=== Task description ===
Copy out word for word the passage about the chimpanzee Oliver, everything from "Peacocks, overflow from" down to "raided the bars.".

=== Selected text ===
↓

Swett developed his grudge against geneticists in the course of new genetic
investigations of Oliver. David Ledbetter, of the University of Chicago, did blood tests
in 1996. They showed conclusively that Oliver has forty-eight chromosomes, just like any
other chimpanzee. Swett did not take issue with the results; he had never bought into the
half human, half chimp notion anyway. But he did believe that Oliver was something more
wonderful and strange than just an ordinary chimpanzee. Swett thought that perhaps Oliver
was a cross between a common chimp (Pan troglodytes) and a pygmy chimp (Pan paniscus), or
possibly an unknown subspecies of one or the other. A more refined genetic analysis might
answer the question; but much to Swett's disgust, Ledbetter wasn't interested in pursuing
Swett subsequently enlisted the help of two other geneticists: John Ely, of Trinity
University, in San Antonio, and Charleen Moore, of the University of Texas Health Science
Center at San Antonio. Moore's work confirmed the chromosome count of forty-eight, and
showed that when treated with a stain, Oliver's chromosomes had the pattern of light and
dark bands characteristic of common chimps. This ruled out the theory that Oliver was a
hybrid. Meanwhile, Ely's study of Oliver's mitochondrial DNA suggested that he was a
member of the subspecies Pan troglodytes troglodytes-not just a common chimp but a very
common common chimp. He resembled most of all chimps from Gabon, which might make that
central African country his most likely birthplace. Swett is listed as a co-author on a
1998 paper reporting these results in the American Journal of Physical Anthropology. But
that does not mean he supports the paper's conclusions, he maintains that Ely betrayed
him by rushing into print while there were still more studies to be done that might track
Oliver's oddness to its source.
I first arrived at Primarily Primates toward day's end, and Swett allowed me to tag along
while he made his evening rounds. If Oliver hadn't yet retired for the night, he said, we
could pay him a quick visit. The sanctuary encompasses about eight acres of live oak and
juniper trees. We walked past some leopards, a sleeping bear, and many cylindrical
enclosures full of monkeys, who screeched and chattered indignantly as we passed.
Peacocks, overflow from the San Antonio zoo, roamed freely on the paths. Mingling with
them were guinea fowl and some goggle-eyed Egyptian geese who had just shown up one day,
as if they'd heard through the grapevine about this place where the living was easy. A
pair of royal palm turkeys fell into step behind us. "Somebody dropped them off for
leopard food, but I didn't have the heart," Swett said.
Around a corner we came within view of a couple of large chimpanzee enclosures; in front
of them was a smaller cage, where Oliver lives. Surrounding it were yucca plants,
mountain laurel, crepe myrtle, Japanese plum, and some antique roses in bloom. Oliver's
cage had three sides open to the air; on the fourth a passageway covered by a canvas flap
led to an indoor area. The chimp was nowhere in sight. Swett raided the bars.

↑

=== Listed entries ===
↓

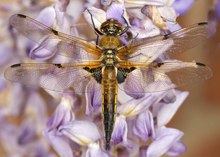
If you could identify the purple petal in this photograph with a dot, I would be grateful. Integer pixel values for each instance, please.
(122, 152)
(144, 28)
(134, 83)
(106, 2)
(2, 83)
(61, 5)
(120, 130)
(27, 134)
(144, 126)
(63, 113)
(93, 97)
(94, 150)
(98, 15)
(134, 107)
(182, 6)
(5, 53)
(143, 151)
(167, 111)
(81, 132)
(47, 16)
(165, 139)
(116, 11)
(147, 2)
(173, 26)
(45, 50)
(217, 9)
(212, 22)
(170, 97)
(177, 149)
(59, 143)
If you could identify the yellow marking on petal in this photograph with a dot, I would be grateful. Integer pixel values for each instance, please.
(153, 13)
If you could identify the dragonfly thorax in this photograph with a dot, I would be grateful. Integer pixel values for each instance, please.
(111, 27)
(109, 57)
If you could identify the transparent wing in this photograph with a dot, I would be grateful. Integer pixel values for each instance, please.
(55, 77)
(174, 43)
(164, 76)
(53, 40)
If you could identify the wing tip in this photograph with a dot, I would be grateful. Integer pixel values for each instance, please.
(21, 15)
(200, 64)
(202, 23)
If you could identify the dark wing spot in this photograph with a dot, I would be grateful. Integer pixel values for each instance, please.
(23, 16)
(203, 23)
(15, 65)
(58, 65)
(201, 64)
(55, 32)
(166, 36)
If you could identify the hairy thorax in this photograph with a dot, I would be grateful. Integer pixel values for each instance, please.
(110, 42)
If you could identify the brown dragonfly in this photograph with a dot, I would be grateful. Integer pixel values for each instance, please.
(110, 63)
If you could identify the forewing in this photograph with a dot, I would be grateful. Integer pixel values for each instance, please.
(54, 77)
(178, 42)
(164, 76)
(53, 40)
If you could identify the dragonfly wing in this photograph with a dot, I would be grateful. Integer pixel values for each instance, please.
(164, 76)
(54, 77)
(182, 40)
(53, 40)
(149, 53)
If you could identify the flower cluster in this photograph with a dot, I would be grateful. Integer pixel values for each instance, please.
(75, 129)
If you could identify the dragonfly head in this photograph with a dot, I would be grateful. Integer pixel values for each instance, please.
(111, 27)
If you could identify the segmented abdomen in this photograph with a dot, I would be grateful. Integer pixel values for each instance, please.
(109, 99)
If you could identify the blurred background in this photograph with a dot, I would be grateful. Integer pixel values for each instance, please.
(199, 116)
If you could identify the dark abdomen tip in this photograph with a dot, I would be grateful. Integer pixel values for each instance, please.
(21, 15)
(15, 65)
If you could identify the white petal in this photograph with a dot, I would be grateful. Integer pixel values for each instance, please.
(98, 15)
(165, 139)
(81, 132)
(167, 111)
(94, 150)
(47, 16)
(168, 13)
(60, 145)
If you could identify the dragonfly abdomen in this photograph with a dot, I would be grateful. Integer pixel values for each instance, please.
(109, 99)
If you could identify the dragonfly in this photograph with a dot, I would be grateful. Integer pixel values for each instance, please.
(111, 64)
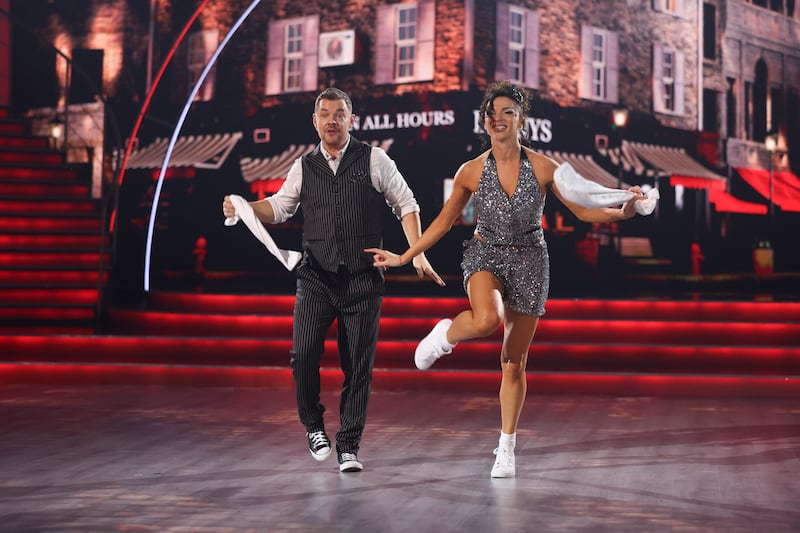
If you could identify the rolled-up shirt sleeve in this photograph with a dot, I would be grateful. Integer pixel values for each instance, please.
(286, 201)
(387, 180)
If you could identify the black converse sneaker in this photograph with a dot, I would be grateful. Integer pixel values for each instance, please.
(319, 445)
(348, 462)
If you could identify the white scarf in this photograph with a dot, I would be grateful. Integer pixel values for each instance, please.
(575, 188)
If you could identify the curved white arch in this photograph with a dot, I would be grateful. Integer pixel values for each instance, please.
(176, 133)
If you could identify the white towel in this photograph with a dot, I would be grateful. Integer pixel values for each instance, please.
(244, 212)
(586, 193)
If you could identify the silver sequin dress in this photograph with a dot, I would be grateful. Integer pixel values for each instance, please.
(511, 244)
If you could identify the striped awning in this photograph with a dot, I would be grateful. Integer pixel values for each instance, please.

↑

=== Your solution ===
Peacocks, overflow from the San Antonio zoo, roamed freely on the paths. Mingling with
them were guinea fowl and some goggle-eyed Egyptian geese who had just shown up one day,
as if they'd heard through the grapevine about this place where the living was easy. A
pair of royal palm turkeys fell into step behind us. "Somebody dropped them off for
leopard food, but I didn't have the heart," Swett said.
Around a corner we came within view of a couple of large chimpanzee enclosures; in front
of them was a smaller cage, where Oliver lives. Surrounding it were yucca plants,
mountain laurel, crepe myrtle, Japanese plum, and some antique roses in bloom. Oliver's
cage had three sides open to the air; on the fourth a passageway covered by a canvas flap
led to an indoor area. The chimp was nowhere in sight. Swett raided the bars.